──────── Stored records
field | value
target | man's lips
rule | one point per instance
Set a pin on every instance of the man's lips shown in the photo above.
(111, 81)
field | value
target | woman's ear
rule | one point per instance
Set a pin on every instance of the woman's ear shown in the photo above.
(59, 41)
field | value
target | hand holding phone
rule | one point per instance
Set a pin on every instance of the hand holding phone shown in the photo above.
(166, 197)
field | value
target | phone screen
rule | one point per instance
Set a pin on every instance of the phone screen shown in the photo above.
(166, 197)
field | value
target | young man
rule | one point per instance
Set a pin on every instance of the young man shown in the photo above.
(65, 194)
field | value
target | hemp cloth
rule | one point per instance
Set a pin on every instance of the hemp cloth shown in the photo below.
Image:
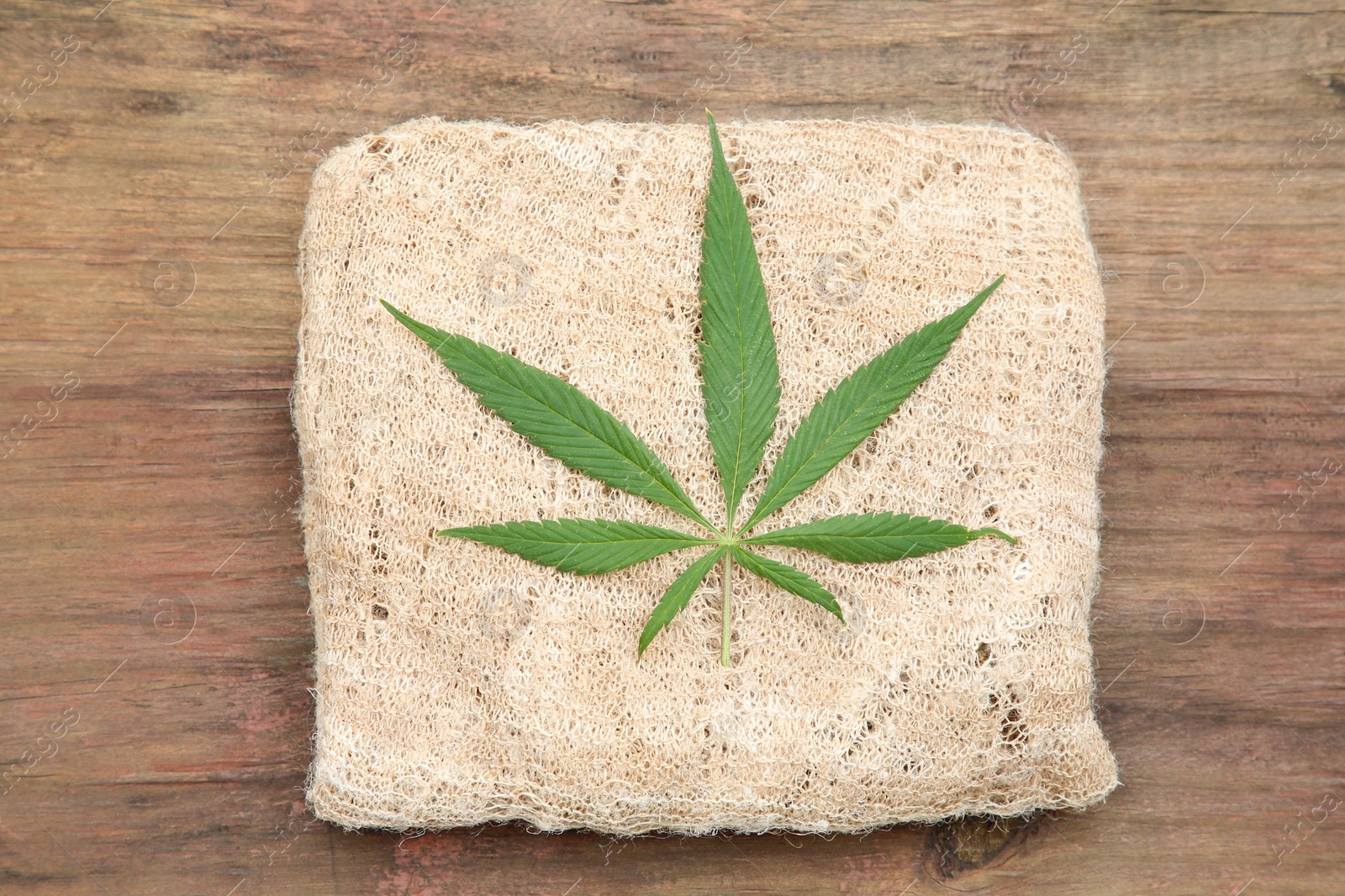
────────────────
Aim: Report each line of the records that contains the word "screen", and copy each of those lines in full.

Complete response:
target | phone screen
Set a pin on every instance of the phone screen shown in the photo above.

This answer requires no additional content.